**What the task requires**
Extract each line of the data below exactly as written.
· · ·
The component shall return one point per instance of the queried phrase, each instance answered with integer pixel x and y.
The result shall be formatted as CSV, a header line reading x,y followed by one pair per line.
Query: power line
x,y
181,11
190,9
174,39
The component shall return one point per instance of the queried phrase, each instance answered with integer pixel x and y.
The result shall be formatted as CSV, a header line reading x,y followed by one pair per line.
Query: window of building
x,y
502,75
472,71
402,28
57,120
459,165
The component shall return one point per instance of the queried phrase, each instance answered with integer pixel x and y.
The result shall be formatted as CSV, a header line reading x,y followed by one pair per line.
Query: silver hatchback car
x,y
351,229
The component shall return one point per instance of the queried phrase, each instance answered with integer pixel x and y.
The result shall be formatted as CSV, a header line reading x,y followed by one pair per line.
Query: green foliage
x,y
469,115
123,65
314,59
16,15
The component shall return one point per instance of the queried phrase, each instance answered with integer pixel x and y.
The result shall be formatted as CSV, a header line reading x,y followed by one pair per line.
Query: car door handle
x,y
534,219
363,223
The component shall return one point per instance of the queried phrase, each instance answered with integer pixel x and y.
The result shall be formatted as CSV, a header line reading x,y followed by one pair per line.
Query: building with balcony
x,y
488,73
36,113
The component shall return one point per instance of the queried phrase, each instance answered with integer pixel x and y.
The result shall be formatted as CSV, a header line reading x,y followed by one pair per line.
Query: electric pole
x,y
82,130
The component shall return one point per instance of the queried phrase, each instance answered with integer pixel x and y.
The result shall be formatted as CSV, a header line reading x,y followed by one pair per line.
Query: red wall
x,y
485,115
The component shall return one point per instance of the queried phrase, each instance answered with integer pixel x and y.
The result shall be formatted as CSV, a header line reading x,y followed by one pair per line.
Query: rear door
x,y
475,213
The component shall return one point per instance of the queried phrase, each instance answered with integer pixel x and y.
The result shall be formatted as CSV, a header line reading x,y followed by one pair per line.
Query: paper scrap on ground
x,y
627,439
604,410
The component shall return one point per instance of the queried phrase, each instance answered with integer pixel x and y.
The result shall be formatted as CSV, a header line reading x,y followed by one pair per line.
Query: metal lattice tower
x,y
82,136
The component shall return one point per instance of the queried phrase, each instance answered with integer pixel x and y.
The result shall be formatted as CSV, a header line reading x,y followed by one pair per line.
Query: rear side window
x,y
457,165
· · ·
**Response to the task**
The component shall return one point per instance of the queried phrase, each instance answered with integer pixel x and y.
The result shall be formatted as CSV, a header line reading x,y followed by one pair per line.
Query: power line
x,y
181,11
190,9
174,39
The component shall return one point per instance of the queried phrase, each instance answered with integer pixel x and y.
The result shall be formatted as CSV, a header line reading x,y followed by one pair per line.
Query: window of building
x,y
502,75
472,71
402,28
57,120
459,165
The component shall return one point per instance of the queried phrase, each instance answered with integer pixel x and y.
The result shall be formatted as CSV, a header line reading x,y followed by one pair per line.
Query: silver hatchback car
x,y
351,229
The component shall return one point per instance of the queried phrase, each instance answered with integer pixel x and y.
The result shall be formatted as CSV, a header line reading x,y followed by one pair per line.
Query: green foliage
x,y
469,115
123,65
314,59
16,15
The component shall return one point per instance of the queried phrase, each instance answered with integer pixel x and y.
The result shall be formatted as CSV, a header line reading x,y followed by one pair per line.
Query: car door handle
x,y
534,219
363,223
The component shall return one point per instance of the queried phrase, each instance answered with integer pixel x and y.
The result shall be formatted as CSV, a header line reading x,y followed by one pair per line.
Query: building with balcony
x,y
488,73
36,113
The component shall return one point per instance of the queried phrase, each instance answered with integer pixel x and y.
The result shall be formatted as CSV, a header line reading x,y followed by one pair per line.
Query: electric pole
x,y
82,130
The component shall return one point per instance of the queried phrase, each instance answered with integer pixel x and y.
The result shall be formatted as CSV, a header line reading x,y followed by one pair per line.
Query: red wall
x,y
485,115
The component shall return one point per instance of the queried phrase, each instance answered with integer pixel x and y.
The result shall be formatted as CSV, a header line reading x,y followed by one pair per line.
Query: rear door
x,y
475,213
The component shall return one point per instance of the queried phrase, each instance answered with integer pixel x and y.
The result shall be formatted as CSV, a header line reading x,y followed by one pair per line.
Query: paper scrap on ground
x,y
627,439
604,410
The component shall return one point per instance of the queried phrase, each instance answered with integer pixel x and y.
The result shall be formatted as CSV, a header line reading x,y followed by one pair per line.
Query: metal lattice tower
x,y
82,136
The component shall return one point per instance of the queried phrase, each instance answered with integer pixel x and y.
The result shall be formatted as CSV, a header line reading x,y followed by one pair per line.
Query: rear side window
x,y
457,165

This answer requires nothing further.